I tend to tackle the lesson as a whole. I don't completely master all the parts, but I want to feel like I am progressing. To stay motivated, I just move on to the next section. Sometimes I have to come back to something later. Or maybe sometimes I will learn the "cool" part first. As in your Djent - Time Signatures lesson, I learned the rhythm part before the alternate picking part. It was really cool.

I might say that I use my ear the most in learning a lesson, and the tab to reinforce what I am hearing. To learn with your ear...I would say that is a very good thing. Right? We are musicians after all. smile.gif \m/

-Brandon Burch


An you are right smile.gif I use my ears first hand and then the tab to see if I got everything right, the thing is that when I'm sorting out classical music for instance (Mozart Rocks stuff) I have to come up with a combination between the actual phrases played by the main violin or other solo instrument and my own ideas - so sorting out what is played there will come first and tweaking it, afterwards.

[Data listing]
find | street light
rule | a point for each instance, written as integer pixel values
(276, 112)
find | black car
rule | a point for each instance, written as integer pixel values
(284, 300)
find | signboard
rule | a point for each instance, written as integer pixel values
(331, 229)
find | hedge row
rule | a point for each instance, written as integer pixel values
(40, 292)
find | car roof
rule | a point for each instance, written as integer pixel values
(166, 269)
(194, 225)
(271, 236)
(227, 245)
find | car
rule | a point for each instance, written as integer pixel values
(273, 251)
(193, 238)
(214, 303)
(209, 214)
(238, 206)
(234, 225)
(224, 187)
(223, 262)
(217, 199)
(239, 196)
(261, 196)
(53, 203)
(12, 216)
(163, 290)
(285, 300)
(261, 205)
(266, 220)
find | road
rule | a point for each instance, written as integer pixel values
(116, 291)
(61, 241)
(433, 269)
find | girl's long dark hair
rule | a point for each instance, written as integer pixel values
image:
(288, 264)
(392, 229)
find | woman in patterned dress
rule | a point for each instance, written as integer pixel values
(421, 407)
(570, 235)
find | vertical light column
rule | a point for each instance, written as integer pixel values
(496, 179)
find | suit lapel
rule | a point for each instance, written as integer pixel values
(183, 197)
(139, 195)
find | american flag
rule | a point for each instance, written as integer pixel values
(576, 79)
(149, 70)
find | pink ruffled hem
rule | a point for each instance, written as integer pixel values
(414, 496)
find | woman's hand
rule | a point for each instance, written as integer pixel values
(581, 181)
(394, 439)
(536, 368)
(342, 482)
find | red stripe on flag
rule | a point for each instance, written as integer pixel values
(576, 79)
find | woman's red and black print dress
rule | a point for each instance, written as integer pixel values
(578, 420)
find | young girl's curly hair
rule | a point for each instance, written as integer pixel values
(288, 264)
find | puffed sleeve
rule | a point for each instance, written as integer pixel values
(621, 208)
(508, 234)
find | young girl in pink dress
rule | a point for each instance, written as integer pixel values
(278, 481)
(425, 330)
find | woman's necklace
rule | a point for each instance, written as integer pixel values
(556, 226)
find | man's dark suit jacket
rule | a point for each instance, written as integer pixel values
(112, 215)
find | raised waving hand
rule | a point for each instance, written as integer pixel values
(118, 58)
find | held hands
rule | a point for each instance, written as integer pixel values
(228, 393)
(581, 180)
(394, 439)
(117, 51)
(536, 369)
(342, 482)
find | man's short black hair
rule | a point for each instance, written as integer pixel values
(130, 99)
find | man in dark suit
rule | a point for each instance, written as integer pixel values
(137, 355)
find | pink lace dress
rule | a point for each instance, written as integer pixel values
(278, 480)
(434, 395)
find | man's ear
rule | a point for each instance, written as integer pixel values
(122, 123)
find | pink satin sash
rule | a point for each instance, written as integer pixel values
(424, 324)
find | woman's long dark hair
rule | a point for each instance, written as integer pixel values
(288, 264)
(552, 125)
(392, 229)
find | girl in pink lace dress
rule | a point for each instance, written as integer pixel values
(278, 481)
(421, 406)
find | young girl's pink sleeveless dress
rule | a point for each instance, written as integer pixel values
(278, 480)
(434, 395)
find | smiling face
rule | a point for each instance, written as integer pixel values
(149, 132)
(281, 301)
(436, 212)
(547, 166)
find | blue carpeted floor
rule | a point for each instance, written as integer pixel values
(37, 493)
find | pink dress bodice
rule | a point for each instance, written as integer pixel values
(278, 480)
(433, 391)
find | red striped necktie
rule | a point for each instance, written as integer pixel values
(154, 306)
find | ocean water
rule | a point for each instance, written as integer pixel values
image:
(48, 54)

REQUIRED ACTIONS:
(1) From the forum post, list each learning habit that the writer who signs as Brandon Burch describes.
(2) Answer these questions from the forum post:
(a) In the Djent - Time Signatures lesson, which part was learned before the alternate picking part?
(b) What lesson material is given as an example of classical music being sorted out?
(c) Which solo instrument is named?
(3) Print the forum post from "An you are right" up to and including "tweaking it, afterwards.".
Rely only on the forum post for your answers.

EXERCISE ANSWERS:
(1)
- Tackles the lesson as a whole.
- Moves on to the next section to stay motivated.
- Sometimes comes back to something later.
- Sometimes learns the "cool" part first.
- Uses the ear most and the tab to reinforce what is heard.

(2)
(a) The rhythm part.
(b) Mozart Rocks stuff.
(c) The main violin.

(3)
An you are right smile.gif I use my ears first hand and then the tab to see if I got everything right, the thing is that when I'm sorting out classical music for instance (Mozart Rocks stuff) I have to come up with a combination between the actual phrases played by the main violin or other solo instrument and my own ideas - so sorting out what is played there will come first and tweaking it, afterwards.